__Given text__:
━━━

The basic TE elements of both test mode and harvest mode devices are 80 nm wide × 700 nm long × 350 nm tall blades of Si1–xGex, where x is nominally 0, 0.01, 0.02, and 0.03. To maintain compatibility with standard Si IC processing, bulk Si1–xGex could not be used. Instead, as described in Methods, Ge was incorporated into the top surface of a 300 mm diameter Si wafer by ion implantation followed by activation anneal. For reasons given in Methods, this restricted the maximum usable Ge concentration to x ≤ 0.03.
Si1–xGex was used because both bulk and nanostructured Si1–xGex show significantly enhanced Z compared to pure Si due to suppression of the phonon contribution to κ through random alloy and grain boundary scattering25. A large amount of TE device work using Si1–xGex exists, particularly targeted at high temperature applications25,26,27,28,29. These works generally use alloy compositions with 0.2 ≤ x ≤ 0.5 because κ is near its minimum value through that range25,30,31. However, the majority of the decrease in κ with increasing x occurs in the narrow range going from x = 0 to x ≈ 0.0525,30,31,32,33. This suggests that a significant increase in Z and hence TE performance may be expected using only a few % Ge.

━━━

__To do__:
A - Using the passage on silicon-germanium blades, decide whether each statement agrees with it, answering yes or no and quoting the words that settle it: (i) The blades are 80 nm wide and 350 nm tall. (ii) Bulk Si1–xGex was used so the process would stay compatible with standard Si IC processing. (iii) Ge was added to the top surface of the wafer by ion implantation.
B - According to the passage on silicon-germanium blades, what was the maximum usable Ge concentration?
The rows that follow were taken from a different source than the passage above.

__Dataset rows__:
━━━

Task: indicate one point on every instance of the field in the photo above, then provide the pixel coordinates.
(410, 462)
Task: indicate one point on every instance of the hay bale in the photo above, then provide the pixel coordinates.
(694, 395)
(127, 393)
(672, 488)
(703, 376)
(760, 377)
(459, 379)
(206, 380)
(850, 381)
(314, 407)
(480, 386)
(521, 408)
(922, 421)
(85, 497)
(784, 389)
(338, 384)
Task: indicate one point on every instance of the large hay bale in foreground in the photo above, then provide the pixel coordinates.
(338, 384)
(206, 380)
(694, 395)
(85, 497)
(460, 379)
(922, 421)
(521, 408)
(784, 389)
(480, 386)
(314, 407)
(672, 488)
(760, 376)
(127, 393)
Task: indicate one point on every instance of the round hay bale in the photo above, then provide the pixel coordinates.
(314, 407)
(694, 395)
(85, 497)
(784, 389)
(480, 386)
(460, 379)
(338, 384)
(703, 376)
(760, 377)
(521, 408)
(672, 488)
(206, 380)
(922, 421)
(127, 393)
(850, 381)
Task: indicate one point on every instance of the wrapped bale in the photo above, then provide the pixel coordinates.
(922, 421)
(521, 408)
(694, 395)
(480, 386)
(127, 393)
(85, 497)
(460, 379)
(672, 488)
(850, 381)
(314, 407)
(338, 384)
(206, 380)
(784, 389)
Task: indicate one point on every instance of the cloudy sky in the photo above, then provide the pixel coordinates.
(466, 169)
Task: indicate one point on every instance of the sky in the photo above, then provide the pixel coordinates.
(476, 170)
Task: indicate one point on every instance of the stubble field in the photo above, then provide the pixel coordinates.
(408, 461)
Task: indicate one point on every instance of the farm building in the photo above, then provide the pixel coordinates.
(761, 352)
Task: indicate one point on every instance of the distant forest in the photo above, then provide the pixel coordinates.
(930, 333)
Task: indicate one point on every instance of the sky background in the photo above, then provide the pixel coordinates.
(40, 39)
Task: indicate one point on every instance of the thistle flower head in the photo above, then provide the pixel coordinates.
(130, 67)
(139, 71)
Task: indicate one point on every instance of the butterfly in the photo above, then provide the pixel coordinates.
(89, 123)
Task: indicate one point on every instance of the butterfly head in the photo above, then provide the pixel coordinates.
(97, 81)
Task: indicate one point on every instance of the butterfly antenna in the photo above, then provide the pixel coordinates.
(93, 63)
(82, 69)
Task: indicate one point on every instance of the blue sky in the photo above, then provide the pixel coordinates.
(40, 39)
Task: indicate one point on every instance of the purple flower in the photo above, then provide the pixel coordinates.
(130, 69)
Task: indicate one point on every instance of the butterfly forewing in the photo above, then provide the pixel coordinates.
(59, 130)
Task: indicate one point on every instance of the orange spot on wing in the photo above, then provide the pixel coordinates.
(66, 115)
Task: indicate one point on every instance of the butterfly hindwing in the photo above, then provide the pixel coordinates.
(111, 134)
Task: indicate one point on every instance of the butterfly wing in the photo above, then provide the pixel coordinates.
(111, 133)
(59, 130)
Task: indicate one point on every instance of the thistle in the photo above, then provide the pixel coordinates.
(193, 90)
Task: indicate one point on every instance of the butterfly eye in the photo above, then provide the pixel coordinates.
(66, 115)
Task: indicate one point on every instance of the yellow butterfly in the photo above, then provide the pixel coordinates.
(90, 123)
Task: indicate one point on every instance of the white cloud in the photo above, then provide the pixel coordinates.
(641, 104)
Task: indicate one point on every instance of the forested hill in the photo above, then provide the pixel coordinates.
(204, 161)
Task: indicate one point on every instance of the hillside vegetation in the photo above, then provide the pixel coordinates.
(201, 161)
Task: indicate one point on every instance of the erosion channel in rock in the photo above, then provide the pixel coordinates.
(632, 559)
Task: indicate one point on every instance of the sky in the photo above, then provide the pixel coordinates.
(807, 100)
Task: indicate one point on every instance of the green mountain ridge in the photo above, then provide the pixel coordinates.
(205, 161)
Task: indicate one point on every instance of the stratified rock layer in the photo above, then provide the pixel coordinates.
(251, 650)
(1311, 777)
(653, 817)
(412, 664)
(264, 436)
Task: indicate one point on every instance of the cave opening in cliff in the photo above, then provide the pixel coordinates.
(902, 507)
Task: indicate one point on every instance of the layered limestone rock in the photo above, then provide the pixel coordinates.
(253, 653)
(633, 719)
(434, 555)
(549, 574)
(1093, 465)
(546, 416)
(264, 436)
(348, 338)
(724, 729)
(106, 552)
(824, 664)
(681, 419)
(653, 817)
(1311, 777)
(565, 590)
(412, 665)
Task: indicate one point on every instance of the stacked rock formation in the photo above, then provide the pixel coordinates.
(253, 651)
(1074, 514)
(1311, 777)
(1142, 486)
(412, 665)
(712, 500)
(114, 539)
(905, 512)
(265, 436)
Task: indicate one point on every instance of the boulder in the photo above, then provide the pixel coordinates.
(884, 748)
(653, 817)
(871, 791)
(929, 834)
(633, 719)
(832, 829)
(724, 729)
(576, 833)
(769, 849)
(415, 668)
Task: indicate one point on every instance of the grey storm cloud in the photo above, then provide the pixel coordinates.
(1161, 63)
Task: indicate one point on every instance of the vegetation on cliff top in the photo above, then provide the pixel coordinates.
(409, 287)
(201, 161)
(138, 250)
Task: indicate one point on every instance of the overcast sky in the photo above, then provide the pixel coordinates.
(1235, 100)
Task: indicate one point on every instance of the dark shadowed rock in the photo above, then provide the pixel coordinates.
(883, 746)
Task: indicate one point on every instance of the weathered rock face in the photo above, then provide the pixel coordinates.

━━━

__Answers to the problems__:
A -
(i) Yes: "80 nm wide × 700 nm long × 350 nm tall"
(ii) No: "To maintain compatibility with standard Si IC processing, bulk Si1–xGex could not be used."
(iii) Yes: "Ge was incorporated into the top surface of a 300 mm diameter Si wafer by ion implantation followed by activation anneal"

B - x ≤ 0.03